[Raw records]
>>

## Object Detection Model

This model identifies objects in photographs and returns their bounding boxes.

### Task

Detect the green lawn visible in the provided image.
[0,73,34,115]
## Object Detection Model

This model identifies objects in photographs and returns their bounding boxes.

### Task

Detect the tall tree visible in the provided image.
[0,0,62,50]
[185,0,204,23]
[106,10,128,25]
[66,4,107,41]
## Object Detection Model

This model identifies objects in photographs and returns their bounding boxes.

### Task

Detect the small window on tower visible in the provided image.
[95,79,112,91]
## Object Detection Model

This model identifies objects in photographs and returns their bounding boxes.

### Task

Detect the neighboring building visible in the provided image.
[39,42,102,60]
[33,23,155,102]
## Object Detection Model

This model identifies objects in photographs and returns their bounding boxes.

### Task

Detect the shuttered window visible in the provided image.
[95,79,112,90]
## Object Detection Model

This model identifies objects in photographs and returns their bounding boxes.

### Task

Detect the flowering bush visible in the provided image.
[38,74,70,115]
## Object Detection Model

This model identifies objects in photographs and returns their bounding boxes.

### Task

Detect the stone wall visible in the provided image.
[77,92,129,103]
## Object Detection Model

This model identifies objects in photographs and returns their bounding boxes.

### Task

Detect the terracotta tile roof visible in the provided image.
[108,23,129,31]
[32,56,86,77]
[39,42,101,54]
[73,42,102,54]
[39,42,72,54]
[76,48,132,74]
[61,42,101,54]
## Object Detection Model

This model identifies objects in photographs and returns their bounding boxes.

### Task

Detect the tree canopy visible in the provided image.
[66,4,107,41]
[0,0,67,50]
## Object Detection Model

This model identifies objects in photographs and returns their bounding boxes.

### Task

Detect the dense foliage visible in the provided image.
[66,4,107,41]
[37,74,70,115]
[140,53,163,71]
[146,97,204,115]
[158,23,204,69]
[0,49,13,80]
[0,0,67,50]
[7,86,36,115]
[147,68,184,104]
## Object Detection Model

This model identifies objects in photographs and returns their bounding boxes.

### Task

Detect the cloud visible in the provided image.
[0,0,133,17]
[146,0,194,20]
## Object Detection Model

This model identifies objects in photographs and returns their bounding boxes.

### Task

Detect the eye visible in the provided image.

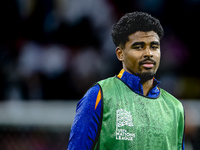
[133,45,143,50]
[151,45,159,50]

<<
>>

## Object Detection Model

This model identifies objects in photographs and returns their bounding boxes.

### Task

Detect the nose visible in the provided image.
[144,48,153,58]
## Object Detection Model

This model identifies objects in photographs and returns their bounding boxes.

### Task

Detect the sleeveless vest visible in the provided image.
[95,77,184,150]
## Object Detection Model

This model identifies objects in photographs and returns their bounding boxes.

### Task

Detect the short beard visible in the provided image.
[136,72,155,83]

<<
>>

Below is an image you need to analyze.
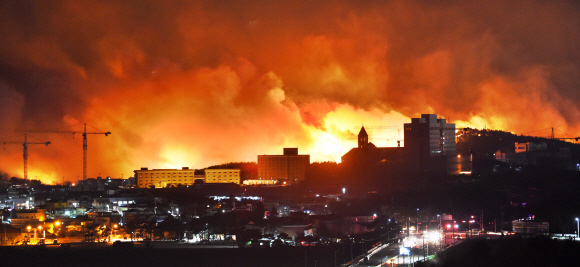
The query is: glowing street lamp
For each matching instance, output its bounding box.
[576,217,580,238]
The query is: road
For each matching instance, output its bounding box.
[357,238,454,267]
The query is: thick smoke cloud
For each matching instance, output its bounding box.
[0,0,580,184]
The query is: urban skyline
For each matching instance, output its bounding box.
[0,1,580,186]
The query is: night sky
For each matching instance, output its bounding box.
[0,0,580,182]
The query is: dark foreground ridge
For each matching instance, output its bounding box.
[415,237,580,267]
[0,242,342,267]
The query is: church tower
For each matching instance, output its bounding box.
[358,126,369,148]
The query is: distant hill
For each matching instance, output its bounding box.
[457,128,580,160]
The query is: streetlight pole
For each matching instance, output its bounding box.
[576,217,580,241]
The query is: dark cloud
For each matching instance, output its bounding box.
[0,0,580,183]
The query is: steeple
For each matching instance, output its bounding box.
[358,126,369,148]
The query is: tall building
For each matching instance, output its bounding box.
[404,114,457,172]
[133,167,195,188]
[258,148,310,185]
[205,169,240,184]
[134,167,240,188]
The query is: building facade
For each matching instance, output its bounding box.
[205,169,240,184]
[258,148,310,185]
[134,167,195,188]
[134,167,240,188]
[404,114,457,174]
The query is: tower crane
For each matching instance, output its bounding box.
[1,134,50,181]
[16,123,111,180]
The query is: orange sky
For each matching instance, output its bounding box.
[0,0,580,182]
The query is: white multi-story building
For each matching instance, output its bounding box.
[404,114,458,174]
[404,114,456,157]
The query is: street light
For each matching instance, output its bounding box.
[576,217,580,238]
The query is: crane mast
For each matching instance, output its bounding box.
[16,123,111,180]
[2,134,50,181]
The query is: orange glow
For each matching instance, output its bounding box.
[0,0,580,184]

<<

▶ [DO THIS] Count the lines in the records above that contain the string "tower", treating case as significant, and give only that count.

▶ [COMPLETE OUTPUT] 3